• **Что сделать**:
1. Ответьте по отрывку о бонобо и атеисте:
(a) С кем Канзи жил в Атланте?
(b) С помощью чего Канзи составляет свои высказывания?
(c) С чем в отрывке сравнивается религия?
2. Перепишите из отрывка о бонобо и атеисте фрагмент от слов «Бонобо и атеистЧто» до слов «Но попробуем представить.» включительно.

Бонобо и атеистЧто мог бы сказать бонобо атеисту? Мне приходилось встречаться со знаменитым бонобо Канзи, лучше всех представителей своего вида овладевшим человеческой речью. Он жил в Атланте вместе со своей младшей сестрой Панбанишей. Канзи, самый умный бонобо из всех, с кем мне доводилось иметь дело, поразительно хорошо понимает устную английскую речь, но его высказывания (составленные при помощи компьютерной символьной панели) все же не дотягивают по уровню до академических дебатов. Но попробуем представить.
Первым делом бонобо, вероятно, предложил бы атеисту прекратить «спать яростно». Нет никакого смысла горячиться по поводу отсутствия чего-то, к тому же такого неопределенного и открытого для интерпретаций, как Господь Бог. Правда, если открытый атеизм накладывает на человека клеймо, как это, к несчастью, происходит в США, его разочарование можно понять. Ненависть рождает ненависть, вот почему некоторые атеисты резко высказываются против религии и говорят, что с ее исчезновением жить станет намного легче. Дело даже не в том, что религия слишком глубоко встроена в нас и уничтожить ее невозможно, а все исторические попытки сделать это силой не принесли ничего, кроме страданий. Не исключено, что этого можно добиться медленным и постепенным воздействием, но и тогда мы должны знать и ценить наше религиозное наследие — по крайней мере до некоторой степени, — даже если считаем его устаревшим. Может быть, религия подобна кораблю, который перенес нас через океан и позволил организовать громадные сообщества с хорошо функционирующей моралью. Теперь, когда берег уже близок, некоторые из нас готовы его покинуть. Но кто сказал, что земля и вправду так надежна, как выглядит?

• **Представленные данные**:
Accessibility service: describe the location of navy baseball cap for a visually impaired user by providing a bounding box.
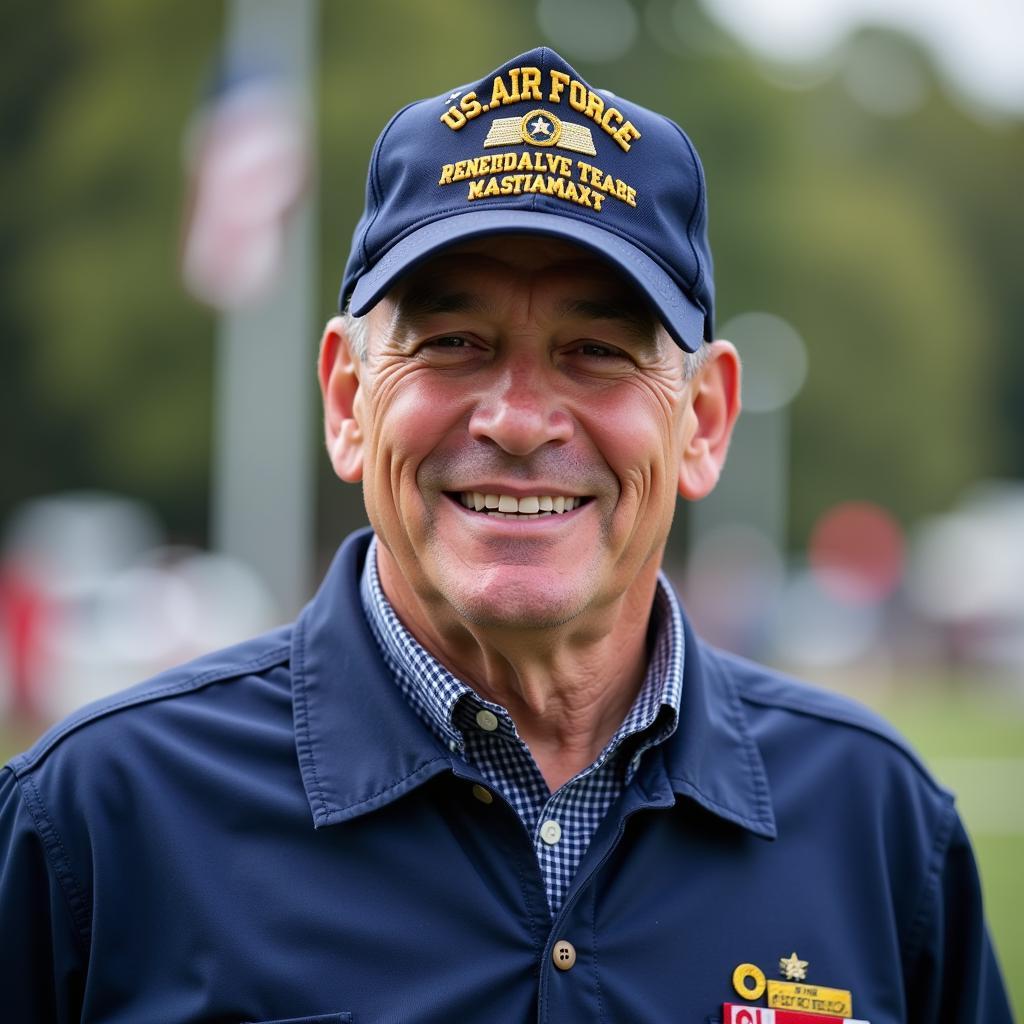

• **Ответы на задания**:
1.
(a) Со своей младшей сестрой Панбанишей.
(b) С помощью компьютерной символьной панели.
(c) С кораблем, который перенес нас через океан.

2.
Бонобо и атеистЧто мог бы сказать бонобо атеисту? Мне приходилось встречаться со знаменитым бонобо Канзи, лучше всех представителей своего вида овладевшим человеческой речью. Он жил в Атланте вместе со своей младшей сестрой Панбанишей. Канзи, самый умный бонобо из всех, с кем мне доводилось иметь дело, поразительно хорошо понимает устную английскую речь, но его высказывания (составленные при помощи компьютерной символьной панели) все же не дотягивают по уровню до академических дебатов. Но попробуем представить.